The answer must be an exact transcription of every record.

Stored data entries
++++++++++

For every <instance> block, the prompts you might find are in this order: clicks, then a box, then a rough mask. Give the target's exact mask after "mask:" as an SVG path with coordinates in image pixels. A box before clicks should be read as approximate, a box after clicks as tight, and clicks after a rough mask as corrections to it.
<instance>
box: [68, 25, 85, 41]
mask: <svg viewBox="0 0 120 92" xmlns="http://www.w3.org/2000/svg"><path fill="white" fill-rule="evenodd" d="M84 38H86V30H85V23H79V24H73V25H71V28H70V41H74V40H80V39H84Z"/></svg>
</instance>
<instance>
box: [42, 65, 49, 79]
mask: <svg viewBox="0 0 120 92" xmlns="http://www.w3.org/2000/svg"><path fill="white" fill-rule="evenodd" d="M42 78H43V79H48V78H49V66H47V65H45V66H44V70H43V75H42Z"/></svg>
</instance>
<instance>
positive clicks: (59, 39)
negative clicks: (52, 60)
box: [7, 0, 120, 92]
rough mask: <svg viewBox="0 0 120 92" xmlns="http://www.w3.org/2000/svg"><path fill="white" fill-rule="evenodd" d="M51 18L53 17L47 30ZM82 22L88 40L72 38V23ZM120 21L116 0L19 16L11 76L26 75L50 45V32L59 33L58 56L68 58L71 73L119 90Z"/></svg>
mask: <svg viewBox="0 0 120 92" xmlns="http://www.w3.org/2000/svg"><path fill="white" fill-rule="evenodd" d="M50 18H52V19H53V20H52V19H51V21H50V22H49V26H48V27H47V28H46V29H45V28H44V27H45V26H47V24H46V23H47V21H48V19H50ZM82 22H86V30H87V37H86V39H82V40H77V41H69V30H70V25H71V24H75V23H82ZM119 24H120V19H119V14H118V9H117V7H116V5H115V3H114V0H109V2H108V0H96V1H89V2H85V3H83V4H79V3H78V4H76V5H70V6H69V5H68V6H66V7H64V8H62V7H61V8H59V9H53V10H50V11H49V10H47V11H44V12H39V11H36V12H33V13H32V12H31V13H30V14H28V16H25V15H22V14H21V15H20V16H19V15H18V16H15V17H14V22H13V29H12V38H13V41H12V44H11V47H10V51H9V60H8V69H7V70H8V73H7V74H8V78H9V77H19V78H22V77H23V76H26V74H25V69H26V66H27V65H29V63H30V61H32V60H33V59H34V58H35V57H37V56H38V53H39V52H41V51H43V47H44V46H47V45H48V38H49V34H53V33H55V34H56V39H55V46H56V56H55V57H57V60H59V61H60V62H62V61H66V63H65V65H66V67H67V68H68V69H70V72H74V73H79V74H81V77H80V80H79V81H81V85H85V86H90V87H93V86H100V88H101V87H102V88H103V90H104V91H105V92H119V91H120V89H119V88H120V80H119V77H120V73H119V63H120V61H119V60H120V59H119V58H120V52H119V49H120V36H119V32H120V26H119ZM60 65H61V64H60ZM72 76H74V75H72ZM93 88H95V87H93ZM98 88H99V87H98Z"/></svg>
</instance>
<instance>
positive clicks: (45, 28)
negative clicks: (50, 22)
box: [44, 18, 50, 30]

++++++++++

● RESPONSE TO THE TASK
For every <instance> block, the prompts you might find are in this order: clicks, then a box, then a rough mask. Give the target's exact mask after "mask:" as an SVG path with coordinates in image pixels. A box before clicks should be read as approximate, a box after clicks as tight, and clicks after a rough mask as corrections to it.
<instance>
box: [68, 25, 85, 41]
mask: <svg viewBox="0 0 120 92" xmlns="http://www.w3.org/2000/svg"><path fill="white" fill-rule="evenodd" d="M84 38H86V30H85V23H79V24H73V25H71V28H70V41H74V40H80V39H84Z"/></svg>
</instance>
<instance>
box: [42, 65, 49, 79]
mask: <svg viewBox="0 0 120 92" xmlns="http://www.w3.org/2000/svg"><path fill="white" fill-rule="evenodd" d="M42 78H43V79H48V78H49V66H47V65H45V66H44V70H43V75H42Z"/></svg>
</instance>
<instance>
positive clicks: (59, 39)
negative clicks: (52, 60)
box: [7, 0, 120, 92]
rough mask: <svg viewBox="0 0 120 92" xmlns="http://www.w3.org/2000/svg"><path fill="white" fill-rule="evenodd" d="M51 18L53 17L47 30ZM82 22L88 40L72 38V23ZM120 21L116 0L19 16L11 76L26 75L50 45V32L59 33L58 56L68 58L71 73L119 90Z"/></svg>
mask: <svg viewBox="0 0 120 92" xmlns="http://www.w3.org/2000/svg"><path fill="white" fill-rule="evenodd" d="M50 18H52V19H53V20H52V19H51V21H50V22H49V26H48V27H47V28H46V29H45V28H44V27H45V26H47V24H46V23H47V21H48V19H50ZM82 22H86V30H87V37H86V39H82V40H77V41H69V30H70V25H71V24H75V23H82ZM119 24H120V19H119V14H118V9H117V7H116V5H115V3H114V0H109V2H108V0H96V1H89V2H85V3H83V4H79V3H78V4H76V5H70V6H69V5H68V6H66V7H64V8H62V7H61V8H59V9H53V10H50V11H49V10H47V11H44V12H39V11H36V12H33V13H32V12H31V13H30V14H28V16H25V15H22V14H21V15H20V16H19V15H18V16H15V17H14V22H13V29H12V38H13V41H12V44H11V47H10V51H9V60H8V69H7V70H8V73H7V74H8V78H9V77H19V78H22V77H23V76H26V74H25V69H26V66H27V65H29V63H30V61H32V60H33V59H34V58H35V57H37V56H38V53H39V52H41V51H43V47H44V46H47V45H48V38H49V34H53V33H55V34H56V39H55V46H56V56H55V57H57V60H59V61H60V62H62V61H66V63H65V65H66V67H67V68H68V69H70V72H74V73H79V74H81V77H80V80H79V81H81V85H85V86H90V87H93V86H100V88H101V87H102V88H103V90H104V91H105V92H119V91H120V89H119V88H120V80H119V77H120V73H119V63H120V61H119V60H120V59H119V58H120V52H119V49H120V36H119V32H120V26H119ZM60 65H61V64H60ZM72 76H74V75H72ZM93 88H95V87H93ZM98 88H99V87H98Z"/></svg>
</instance>
<instance>
positive clicks: (45, 28)
negative clicks: (50, 22)
box: [44, 18, 50, 30]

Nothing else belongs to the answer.